_ABOUT THIS TASK:_
Go line by line through the data below and work out how many lines contain "church"; the answer is that number alone.

_STUDY MATERIAL:_
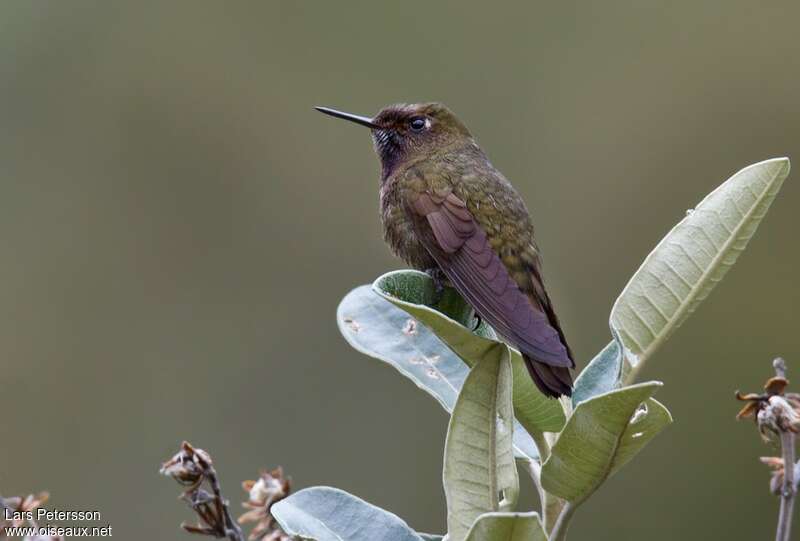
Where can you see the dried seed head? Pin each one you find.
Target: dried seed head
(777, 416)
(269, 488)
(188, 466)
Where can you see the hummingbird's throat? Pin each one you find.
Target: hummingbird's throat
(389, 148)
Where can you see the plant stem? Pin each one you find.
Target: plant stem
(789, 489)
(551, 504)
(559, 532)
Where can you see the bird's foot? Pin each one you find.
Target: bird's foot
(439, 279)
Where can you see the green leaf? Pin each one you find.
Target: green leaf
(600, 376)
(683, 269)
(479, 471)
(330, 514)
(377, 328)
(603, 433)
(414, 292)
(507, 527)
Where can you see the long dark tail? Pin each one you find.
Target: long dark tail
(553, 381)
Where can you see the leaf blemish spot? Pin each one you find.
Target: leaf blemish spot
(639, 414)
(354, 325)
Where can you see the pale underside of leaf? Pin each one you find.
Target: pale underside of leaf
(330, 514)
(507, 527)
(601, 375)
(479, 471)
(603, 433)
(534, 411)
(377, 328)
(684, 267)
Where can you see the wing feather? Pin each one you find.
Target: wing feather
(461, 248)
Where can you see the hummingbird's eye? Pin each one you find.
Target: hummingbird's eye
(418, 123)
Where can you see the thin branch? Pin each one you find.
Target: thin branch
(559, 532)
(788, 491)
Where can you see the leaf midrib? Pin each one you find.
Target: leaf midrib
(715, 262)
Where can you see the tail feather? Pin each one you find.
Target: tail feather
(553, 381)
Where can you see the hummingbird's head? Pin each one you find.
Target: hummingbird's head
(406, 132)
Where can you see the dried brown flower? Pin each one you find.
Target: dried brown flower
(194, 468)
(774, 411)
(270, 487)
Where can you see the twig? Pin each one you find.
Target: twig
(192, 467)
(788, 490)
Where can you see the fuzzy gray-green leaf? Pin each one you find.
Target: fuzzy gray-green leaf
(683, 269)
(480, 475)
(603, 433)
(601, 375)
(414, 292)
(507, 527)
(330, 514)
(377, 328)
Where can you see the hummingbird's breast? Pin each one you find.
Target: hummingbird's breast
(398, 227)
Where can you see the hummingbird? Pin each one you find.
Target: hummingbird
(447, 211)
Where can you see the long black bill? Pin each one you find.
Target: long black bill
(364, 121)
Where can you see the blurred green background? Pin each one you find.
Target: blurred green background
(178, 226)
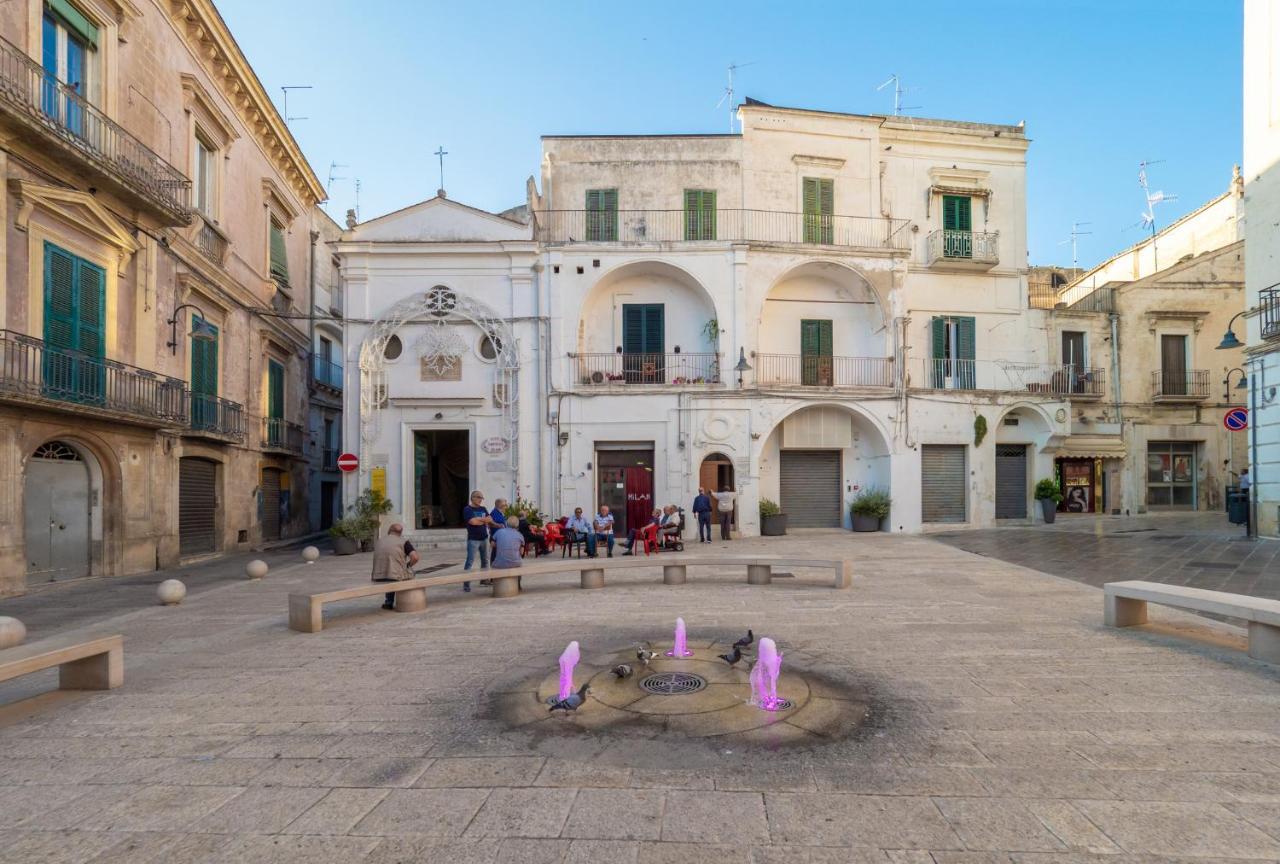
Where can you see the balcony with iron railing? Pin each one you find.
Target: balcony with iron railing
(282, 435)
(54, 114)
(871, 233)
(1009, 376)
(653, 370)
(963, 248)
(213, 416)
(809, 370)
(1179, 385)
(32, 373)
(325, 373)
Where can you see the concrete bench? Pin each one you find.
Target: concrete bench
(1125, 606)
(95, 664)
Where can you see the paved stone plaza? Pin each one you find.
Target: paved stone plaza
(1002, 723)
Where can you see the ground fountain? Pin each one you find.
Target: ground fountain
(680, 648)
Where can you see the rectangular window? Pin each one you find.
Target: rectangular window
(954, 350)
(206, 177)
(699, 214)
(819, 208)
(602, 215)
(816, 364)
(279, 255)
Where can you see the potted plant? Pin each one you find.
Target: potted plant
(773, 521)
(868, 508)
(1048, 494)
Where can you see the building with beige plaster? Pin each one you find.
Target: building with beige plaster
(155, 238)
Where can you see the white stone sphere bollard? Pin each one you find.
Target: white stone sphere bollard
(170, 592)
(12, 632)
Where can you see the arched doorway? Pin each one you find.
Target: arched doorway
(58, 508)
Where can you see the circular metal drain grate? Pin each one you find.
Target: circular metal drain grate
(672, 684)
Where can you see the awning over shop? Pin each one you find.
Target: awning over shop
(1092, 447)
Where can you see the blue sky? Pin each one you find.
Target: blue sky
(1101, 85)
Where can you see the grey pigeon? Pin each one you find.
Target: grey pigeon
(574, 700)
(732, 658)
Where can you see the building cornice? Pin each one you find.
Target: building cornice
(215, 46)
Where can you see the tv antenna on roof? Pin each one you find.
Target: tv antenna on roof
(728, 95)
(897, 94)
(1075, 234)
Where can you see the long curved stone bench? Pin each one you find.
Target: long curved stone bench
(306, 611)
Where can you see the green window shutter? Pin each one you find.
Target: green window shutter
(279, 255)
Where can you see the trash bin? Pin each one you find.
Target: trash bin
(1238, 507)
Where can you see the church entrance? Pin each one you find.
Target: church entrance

_SOLVED PROBLEM:_
2